▶ Instructions for the task
Could you reproduce the rows word for word, from the very first one through the line containing "[[492, 93]]", including that line, while leaving out the pictures?

>> BEGIN Raw records

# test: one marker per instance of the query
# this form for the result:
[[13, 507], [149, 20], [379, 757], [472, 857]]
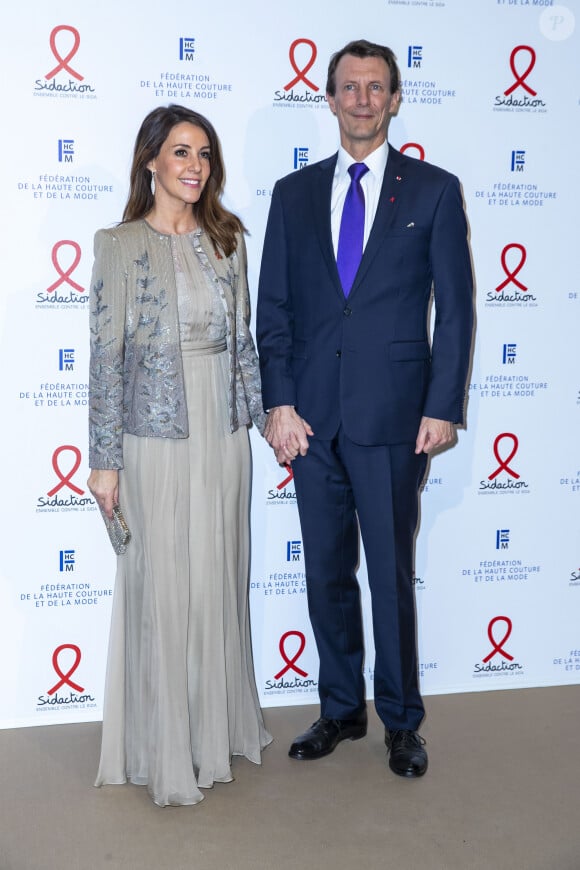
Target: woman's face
[[182, 166]]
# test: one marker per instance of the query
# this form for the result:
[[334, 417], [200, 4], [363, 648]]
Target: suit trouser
[[339, 486]]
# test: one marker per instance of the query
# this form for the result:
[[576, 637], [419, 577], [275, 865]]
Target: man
[[357, 395]]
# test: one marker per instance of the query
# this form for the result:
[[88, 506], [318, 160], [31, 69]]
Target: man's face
[[363, 103]]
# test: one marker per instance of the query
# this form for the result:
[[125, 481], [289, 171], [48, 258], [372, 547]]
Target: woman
[[174, 384]]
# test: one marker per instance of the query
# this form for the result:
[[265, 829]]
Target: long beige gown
[[180, 695]]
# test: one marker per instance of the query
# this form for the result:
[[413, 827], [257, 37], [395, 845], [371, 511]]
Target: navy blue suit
[[363, 372]]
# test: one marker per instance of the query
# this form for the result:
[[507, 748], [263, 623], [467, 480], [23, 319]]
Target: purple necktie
[[352, 225]]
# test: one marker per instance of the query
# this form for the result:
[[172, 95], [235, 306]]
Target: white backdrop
[[492, 93]]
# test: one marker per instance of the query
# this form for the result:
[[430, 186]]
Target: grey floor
[[502, 791]]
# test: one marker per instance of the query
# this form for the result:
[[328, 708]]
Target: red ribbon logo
[[520, 80], [504, 463], [65, 479], [65, 679], [291, 662], [65, 274], [301, 72], [511, 275], [63, 61], [498, 646], [286, 480], [413, 145]]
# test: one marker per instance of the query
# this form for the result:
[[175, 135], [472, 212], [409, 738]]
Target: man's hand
[[287, 433], [434, 433]]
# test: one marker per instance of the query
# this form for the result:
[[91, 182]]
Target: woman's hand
[[104, 485]]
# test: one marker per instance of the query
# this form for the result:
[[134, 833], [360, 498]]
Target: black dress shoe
[[325, 735], [407, 756]]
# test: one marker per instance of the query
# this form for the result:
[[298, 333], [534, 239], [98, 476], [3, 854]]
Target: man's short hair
[[363, 48]]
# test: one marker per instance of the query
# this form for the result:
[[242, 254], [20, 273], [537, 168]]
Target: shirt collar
[[376, 161]]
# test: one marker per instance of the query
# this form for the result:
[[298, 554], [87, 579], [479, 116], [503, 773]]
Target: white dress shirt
[[371, 183]]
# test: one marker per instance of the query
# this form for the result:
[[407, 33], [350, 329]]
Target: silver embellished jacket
[[135, 375]]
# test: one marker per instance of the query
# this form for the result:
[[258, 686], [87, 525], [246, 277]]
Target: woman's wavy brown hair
[[219, 223]]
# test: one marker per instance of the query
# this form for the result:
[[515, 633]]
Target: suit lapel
[[392, 189], [320, 197]]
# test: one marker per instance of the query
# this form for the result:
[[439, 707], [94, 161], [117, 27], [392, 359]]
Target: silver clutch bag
[[117, 529]]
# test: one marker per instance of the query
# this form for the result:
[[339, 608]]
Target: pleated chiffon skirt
[[180, 696]]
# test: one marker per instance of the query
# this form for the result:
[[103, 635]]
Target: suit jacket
[[135, 374], [367, 362]]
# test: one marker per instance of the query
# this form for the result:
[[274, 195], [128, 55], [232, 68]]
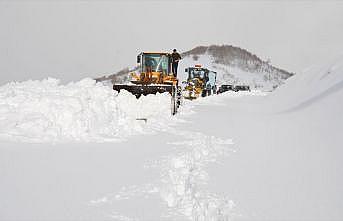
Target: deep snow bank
[[310, 86], [45, 111]]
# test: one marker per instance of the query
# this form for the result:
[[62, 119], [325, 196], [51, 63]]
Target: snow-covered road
[[235, 156]]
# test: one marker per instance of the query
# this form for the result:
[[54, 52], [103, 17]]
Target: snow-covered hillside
[[232, 64], [233, 156]]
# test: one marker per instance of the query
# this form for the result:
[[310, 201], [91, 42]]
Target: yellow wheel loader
[[153, 76], [200, 82]]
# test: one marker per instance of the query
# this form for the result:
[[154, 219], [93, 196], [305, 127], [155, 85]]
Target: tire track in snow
[[183, 180]]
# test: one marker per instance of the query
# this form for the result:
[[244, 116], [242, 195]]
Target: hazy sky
[[72, 40]]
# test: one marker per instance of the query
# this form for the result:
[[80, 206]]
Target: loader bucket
[[139, 90]]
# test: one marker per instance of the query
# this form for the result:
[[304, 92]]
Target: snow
[[45, 111], [230, 75], [234, 156]]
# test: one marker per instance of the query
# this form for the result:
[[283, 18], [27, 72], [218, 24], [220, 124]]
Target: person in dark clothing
[[176, 57]]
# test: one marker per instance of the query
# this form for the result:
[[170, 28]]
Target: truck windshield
[[155, 63], [196, 73]]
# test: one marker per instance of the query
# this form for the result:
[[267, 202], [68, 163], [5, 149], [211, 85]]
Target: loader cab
[[154, 62]]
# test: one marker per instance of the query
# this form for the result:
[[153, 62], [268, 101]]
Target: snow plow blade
[[139, 90]]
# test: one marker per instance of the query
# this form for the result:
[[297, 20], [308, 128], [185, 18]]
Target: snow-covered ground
[[227, 74], [77, 152]]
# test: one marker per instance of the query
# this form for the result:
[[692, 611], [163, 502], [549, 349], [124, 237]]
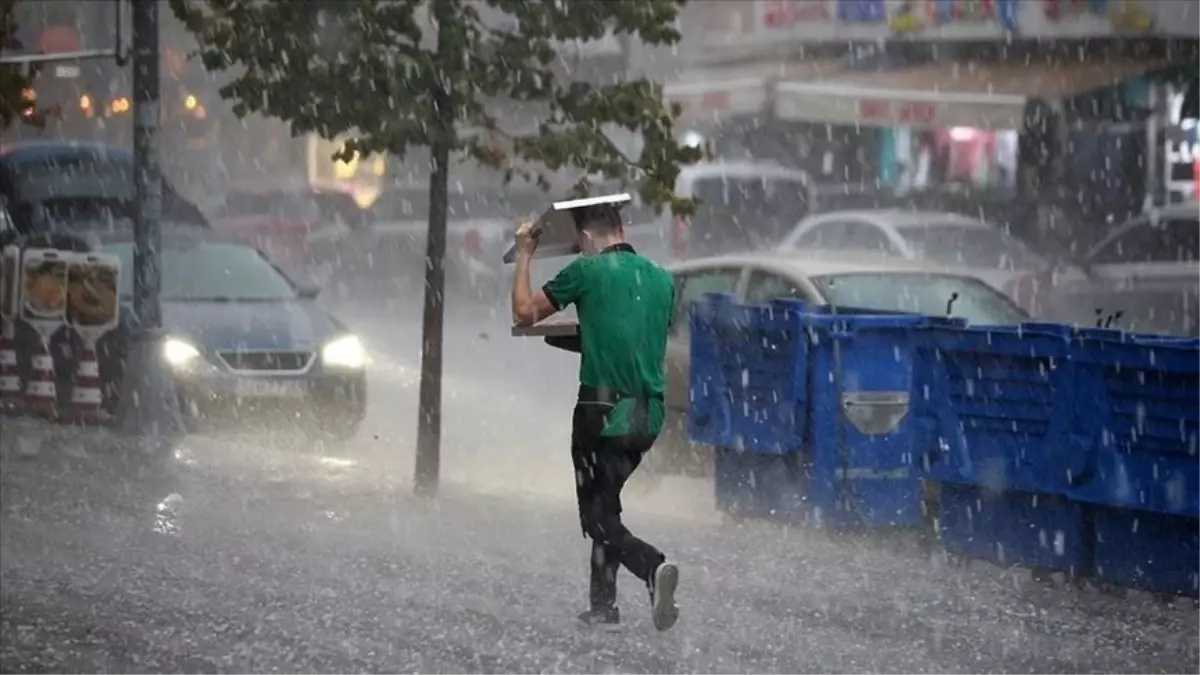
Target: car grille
[[267, 360]]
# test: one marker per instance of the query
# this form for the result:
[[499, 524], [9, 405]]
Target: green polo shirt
[[624, 303]]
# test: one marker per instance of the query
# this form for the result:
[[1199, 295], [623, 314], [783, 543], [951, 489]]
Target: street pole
[[149, 405]]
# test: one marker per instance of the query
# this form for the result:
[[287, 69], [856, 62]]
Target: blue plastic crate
[[861, 453], [1143, 401], [748, 381], [1009, 527], [1151, 551], [1006, 410]]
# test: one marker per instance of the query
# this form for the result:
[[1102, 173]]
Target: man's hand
[[527, 238]]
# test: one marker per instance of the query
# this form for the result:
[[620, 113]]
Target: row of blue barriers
[[1057, 448]]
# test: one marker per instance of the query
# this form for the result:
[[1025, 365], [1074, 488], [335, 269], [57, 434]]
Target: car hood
[[251, 326]]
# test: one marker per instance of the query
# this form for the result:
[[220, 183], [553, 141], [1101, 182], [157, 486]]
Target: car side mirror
[[307, 290]]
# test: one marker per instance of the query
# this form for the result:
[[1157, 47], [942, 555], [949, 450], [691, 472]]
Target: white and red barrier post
[[43, 308], [93, 310], [12, 396]]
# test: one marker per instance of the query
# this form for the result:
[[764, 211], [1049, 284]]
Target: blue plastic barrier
[[1141, 408], [1009, 527], [749, 376], [833, 387], [859, 457], [1006, 408], [1150, 551]]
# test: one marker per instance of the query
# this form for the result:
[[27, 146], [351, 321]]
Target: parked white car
[[943, 239], [1144, 276]]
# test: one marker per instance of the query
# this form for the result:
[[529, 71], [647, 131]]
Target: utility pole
[[149, 404]]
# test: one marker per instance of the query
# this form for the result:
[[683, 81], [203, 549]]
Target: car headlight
[[179, 353], [345, 352]]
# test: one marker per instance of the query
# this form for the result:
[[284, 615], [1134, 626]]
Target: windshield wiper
[[222, 299]]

>> END Raw records

▶ Response
# test: one marker per instance of the query
# this form for the result:
[[13, 507], [149, 20], [379, 757], [472, 857]]
Target: woman's face
[[182, 166]]
# test: one marker per instance of the query
# this form for the result:
[[334, 417], [200, 4], [363, 648]]
Target: suit trouser
[[339, 486]]
# test: one marker per instance of the query
# this form for the result:
[[576, 637], [419, 577], [275, 865]]
Target: man
[[357, 395]]
# test: one marker per instance of the query
# this form for the result:
[[88, 506], [318, 160], [31, 69]]
Target: man's face
[[363, 103]]
# test: one marker per instance of the query
# this form for the result:
[[125, 481], [289, 171], [48, 258], [372, 547]]
Target: woman
[[174, 384]]
# test: one marker per instance of the query
# this form for the result:
[[265, 829]]
Target: long beige gown
[[180, 695]]
# test: one marker per instance of the query
# this form for the result:
[[413, 827], [257, 37], [395, 845], [371, 511]]
Target: navy blue suit
[[363, 372]]
# test: one marker per instance of the query
# this form for the result:
[[507, 748], [263, 623], [467, 480], [23, 319]]
Target: purple necktie
[[352, 225]]
# test: one marker per instance of the query
# this form for the result:
[[172, 95], [235, 306]]
Target: white backdrop
[[492, 93]]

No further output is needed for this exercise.